Return every line of the material below unchanged, adding and omitting nothing.
-- START OF Data to process --
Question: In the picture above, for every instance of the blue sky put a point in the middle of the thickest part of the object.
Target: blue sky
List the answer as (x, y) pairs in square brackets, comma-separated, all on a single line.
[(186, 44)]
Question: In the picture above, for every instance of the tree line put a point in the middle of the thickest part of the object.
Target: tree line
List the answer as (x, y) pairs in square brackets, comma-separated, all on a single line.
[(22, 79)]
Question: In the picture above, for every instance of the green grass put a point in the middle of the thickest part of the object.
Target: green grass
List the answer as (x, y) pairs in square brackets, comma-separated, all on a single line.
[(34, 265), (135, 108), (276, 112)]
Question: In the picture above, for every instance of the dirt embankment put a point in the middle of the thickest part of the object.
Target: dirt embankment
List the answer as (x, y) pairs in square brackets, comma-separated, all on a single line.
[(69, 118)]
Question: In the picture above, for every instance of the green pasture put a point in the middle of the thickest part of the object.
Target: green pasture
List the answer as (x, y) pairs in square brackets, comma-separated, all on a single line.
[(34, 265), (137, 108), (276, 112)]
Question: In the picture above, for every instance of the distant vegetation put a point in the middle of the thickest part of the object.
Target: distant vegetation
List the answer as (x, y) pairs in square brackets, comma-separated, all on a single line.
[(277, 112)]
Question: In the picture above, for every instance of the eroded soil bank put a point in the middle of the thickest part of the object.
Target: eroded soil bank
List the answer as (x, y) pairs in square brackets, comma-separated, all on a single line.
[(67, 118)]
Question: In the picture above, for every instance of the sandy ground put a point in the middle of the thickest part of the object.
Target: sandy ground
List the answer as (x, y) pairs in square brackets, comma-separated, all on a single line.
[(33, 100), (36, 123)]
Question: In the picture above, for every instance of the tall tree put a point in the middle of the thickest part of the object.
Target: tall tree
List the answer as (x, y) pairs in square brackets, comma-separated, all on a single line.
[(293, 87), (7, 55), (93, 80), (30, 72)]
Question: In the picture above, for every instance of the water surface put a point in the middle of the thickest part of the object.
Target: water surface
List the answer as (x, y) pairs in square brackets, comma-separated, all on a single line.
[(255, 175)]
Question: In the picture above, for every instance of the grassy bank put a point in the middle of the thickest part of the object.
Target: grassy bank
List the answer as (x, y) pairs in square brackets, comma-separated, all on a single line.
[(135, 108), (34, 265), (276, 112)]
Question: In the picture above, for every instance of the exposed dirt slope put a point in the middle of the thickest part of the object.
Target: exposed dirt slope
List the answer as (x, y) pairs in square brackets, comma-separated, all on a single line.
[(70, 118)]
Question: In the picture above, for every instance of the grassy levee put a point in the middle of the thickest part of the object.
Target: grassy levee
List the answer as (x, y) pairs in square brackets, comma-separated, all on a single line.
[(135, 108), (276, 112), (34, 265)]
-- END OF Data to process --
◆ **Final result**
Question: In the picture above, for every instance of the blue sky put a point in the middle of the thickest part of the object.
Target: blue sky
List the answer as (x, y) pairs in square brackets, comma-separated, all on a single line.
[(186, 44)]
Question: In the picture above, for every instance of the tree line put a point in the middle of the thickest part of the object.
Target: tree line
List the answer as (x, y) pairs in square brackets, comma-separated, all on a single line.
[(22, 79)]
Question: In the picture above, for every instance of the green grass put a point in the middle of the thickest part of the object.
Target: green grass
List the answer as (x, y) pairs in square brackets, comma-separated, all on a single line.
[(34, 265), (135, 108), (276, 112)]
Question: In the picture above, for every instance of the dirt embankment put a point in the middle of the thickest part of the object.
Target: dirt embankment
List the answer as (x, y) pairs in square brackets, comma-separated, all on a single line.
[(69, 118)]
Question: In the picture above, for every instance of the green pasture put a point in the middle of the thickest part of the object.
Target: green pasture
List the answer as (x, y) pairs in square brackets, comma-separated, all on a single line.
[(34, 265), (137, 108), (276, 112)]
Question: In the picture above, for every instance of the distant vegetation put a point in the middle of the thickest part of the object.
Target: distant vegetation
List the answer as (x, y) pairs in square brackets, comma-separated, all on a single line.
[(277, 112)]
Question: In the picture above, for every instance of the eroded soil bank put a point in the middle of the thickest part of the object.
Target: eroded soil bank
List the answer as (x, y) pairs in square brackets, comma-separated, all on a single line.
[(67, 118)]
Question: In the picture above, for every instance of the sandy ground put a point in the middle of the thickest part of the object.
Target: sandy ground
List the answer as (x, y) pairs in square brackets, comma-separated, all on a single line.
[(33, 100), (36, 123)]
Question: In the picture above, for every instance of the tall tree put a point in the middle of the thickest part of the object.
Target: tall tree
List the answer as (x, y) pairs in square brackets, comma-separated, all on a single line.
[(293, 87), (7, 55), (93, 80), (30, 72)]
Question: In the picture above, for every instance of the water surface put a point in the middle of the thickest part of the object.
Target: water surface
List the answer as (x, y) pairs in square brackets, comma-separated, all on a single line.
[(255, 175)]
Question: In the picture above, for every instance of the grassy bank put a point in the middle of the thickest part of the object.
Target: grassy bank
List the answer as (x, y) pairs in square brackets, comma-separated, all on a single line.
[(135, 108), (34, 265), (276, 112)]
Question: In the picture above, for every instance of the exposed dirt slope put a point in the middle of the thickest part of the object.
Target: exposed dirt slope
List the answer as (x, y) pairs in square brackets, comma-separated, all on a single line.
[(70, 118)]
Question: In the picture above, for every instance of the grassy levee put a point in the middle of the thickest part of the object.
Target: grassy levee
List the answer as (x, y) pairs in square brackets, comma-separated, all on a single line.
[(135, 108), (276, 112), (34, 265)]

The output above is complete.